#### Exercise objective
From the first entry to the last, copy each one exactly.

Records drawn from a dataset

####################

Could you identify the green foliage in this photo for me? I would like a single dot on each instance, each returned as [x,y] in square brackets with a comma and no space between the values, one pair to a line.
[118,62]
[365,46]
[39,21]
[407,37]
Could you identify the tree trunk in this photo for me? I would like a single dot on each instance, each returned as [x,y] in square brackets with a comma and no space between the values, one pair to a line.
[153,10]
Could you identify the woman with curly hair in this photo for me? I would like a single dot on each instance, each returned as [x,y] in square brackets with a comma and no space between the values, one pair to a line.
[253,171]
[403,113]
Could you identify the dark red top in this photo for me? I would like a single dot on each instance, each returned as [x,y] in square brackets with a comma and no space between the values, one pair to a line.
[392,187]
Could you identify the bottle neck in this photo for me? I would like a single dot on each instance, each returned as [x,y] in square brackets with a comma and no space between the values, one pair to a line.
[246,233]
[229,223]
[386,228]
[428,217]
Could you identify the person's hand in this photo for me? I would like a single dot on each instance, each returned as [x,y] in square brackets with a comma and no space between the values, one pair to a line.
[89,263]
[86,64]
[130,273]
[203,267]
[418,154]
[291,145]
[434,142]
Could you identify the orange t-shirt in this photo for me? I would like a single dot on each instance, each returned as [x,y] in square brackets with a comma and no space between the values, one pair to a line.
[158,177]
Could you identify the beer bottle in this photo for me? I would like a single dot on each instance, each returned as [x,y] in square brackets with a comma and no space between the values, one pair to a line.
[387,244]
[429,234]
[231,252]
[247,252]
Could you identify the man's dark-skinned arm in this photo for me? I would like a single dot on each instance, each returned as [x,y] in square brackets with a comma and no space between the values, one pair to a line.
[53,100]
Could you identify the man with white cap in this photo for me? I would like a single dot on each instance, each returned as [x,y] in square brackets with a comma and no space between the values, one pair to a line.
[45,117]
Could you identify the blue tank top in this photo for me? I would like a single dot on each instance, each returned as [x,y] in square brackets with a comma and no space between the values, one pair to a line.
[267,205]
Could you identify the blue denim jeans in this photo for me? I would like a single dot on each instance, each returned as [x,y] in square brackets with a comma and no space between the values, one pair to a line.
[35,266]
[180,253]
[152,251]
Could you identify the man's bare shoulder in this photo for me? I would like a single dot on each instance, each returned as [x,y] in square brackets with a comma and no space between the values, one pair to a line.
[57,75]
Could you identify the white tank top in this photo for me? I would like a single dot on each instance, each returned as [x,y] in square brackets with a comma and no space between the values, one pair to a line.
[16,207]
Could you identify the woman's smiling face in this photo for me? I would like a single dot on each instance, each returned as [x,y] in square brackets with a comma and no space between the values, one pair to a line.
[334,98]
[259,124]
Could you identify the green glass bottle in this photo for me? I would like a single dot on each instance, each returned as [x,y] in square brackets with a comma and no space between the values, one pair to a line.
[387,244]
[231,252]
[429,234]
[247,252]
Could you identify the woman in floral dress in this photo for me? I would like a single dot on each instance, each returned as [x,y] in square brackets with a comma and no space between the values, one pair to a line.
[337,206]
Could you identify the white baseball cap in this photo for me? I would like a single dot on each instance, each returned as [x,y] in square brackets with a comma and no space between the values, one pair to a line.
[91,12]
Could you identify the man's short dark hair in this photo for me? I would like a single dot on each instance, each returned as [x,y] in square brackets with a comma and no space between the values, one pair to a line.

####################

#### Answer area
Could you identify the green foliage in this photo for me? I would like a single dot on each instance, each returned as [x,y] in square brackets with a comma and no space between the values, one pair to a line.
[118,62]
[365,46]
[39,21]
[407,37]
Could you identify the tree trunk in this photo for me? I would like a single dot on each instance, each returned as [x,y] in square brackets with a comma and no space between the values, one pair to a line.
[153,10]
Could you identify the woman with curly hair in this photo for me? I would like a single dot on each instance, each returned as [x,y] in square brackets with a comma and no space between the values, one pair to a line.
[253,171]
[403,113]
Could you identify the dark red top in this photo for me? I would like a single dot on each instance, each returned as [x,y] in square brackets with a comma and no space between the values, one pair to a line.
[392,187]
Could you identify the bottle neck in this photo for me? I would like a single dot on each instance, each returned as [x,y] in square brackets with a comma and no space between the values, one pair to a line.
[246,233]
[229,223]
[386,228]
[428,217]
Could you identify the person's hand in this photo for me? I would like a single dot on each instance, each returned as [x,y] in square brackets with a comma and no space between the values, one pair to a line.
[89,263]
[86,64]
[130,273]
[203,267]
[418,154]
[291,145]
[434,142]
Could you identify the orange t-shirt in this photo for me? I would like a single dot on each instance, each returned as [x,y] in square brackets with a comma and no space between the values, one pair to a line.
[158,177]
Could you identify the beer bottle in this photo for me? I would like a single dot on each instance, each returned as [x,y] in square brackets with a comma and no space between the values, one pair to a line.
[387,244]
[429,234]
[231,252]
[247,252]
Could you identify the man's dark-skinned arm in this photo for me? I would like a single dot on each instance, each returned as [x,y] in square brackets with a comma and no space between the values, one pair to a line.
[53,100]
Could you identify the man with white cap in this photo for me? I would like a single dot on each instance, each returned as [x,y] in square brackets with a comma and no space between the values, one pair to a line.
[45,117]
Could you identify the blue tank top in this photo for me? I would like a single dot on each instance, each returned as [x,y] in square brackets with a comma and no space between the values, one pair to a line.
[267,205]
Could you identify the blue denim jeans in this photo for me? I would like a single dot on each instance, each returned as [x,y] in square brackets with a comma and no space between the values, one pair to a line.
[35,266]
[180,253]
[152,251]
Could you identify the man's bare shoulder in this photo for me? I would like a single dot on each instance, each returned as [x,y] in square brackets with a comma and no space between the values, one pair to a line.
[57,75]
Could you identify the white tank top in this photo for me? I would like a single dot on each instance, each returned as [x,y] in square brackets with a comma and no space between the values, one pair to a line.
[16,207]
Could you identify the woman's smiling face in this photo for me? I would like a single dot on each instance, each returned as [x,y] in square brackets with a comma and no space between the values, one pair to a line.
[334,98]
[259,124]
Could you identify the green glass bottle in this photo for me? I would like a single dot on each instance, each returned as [x,y] in square brackets with a comma and no space between the values, one pair to a line.
[387,244]
[231,252]
[429,234]
[247,252]
Could you identify the woman in floral dress in this photo for me? I would like a single dot on each instance, each returned as [x,y] in square brackets with a comma and no space between the values, one pair to a line.
[337,206]
Could you identify the white baseball cap in this photo for me? I would like a single dot on each instance, each returned as [x,y] in square brackets with a comma and no space between the values, one pair to a line.
[91,12]
Could you identify the man's short dark hair in this photo for me? I would like a single dot on each instance, each returned as [x,y] in square brackets with a comma and no space between the values, one pair to a line.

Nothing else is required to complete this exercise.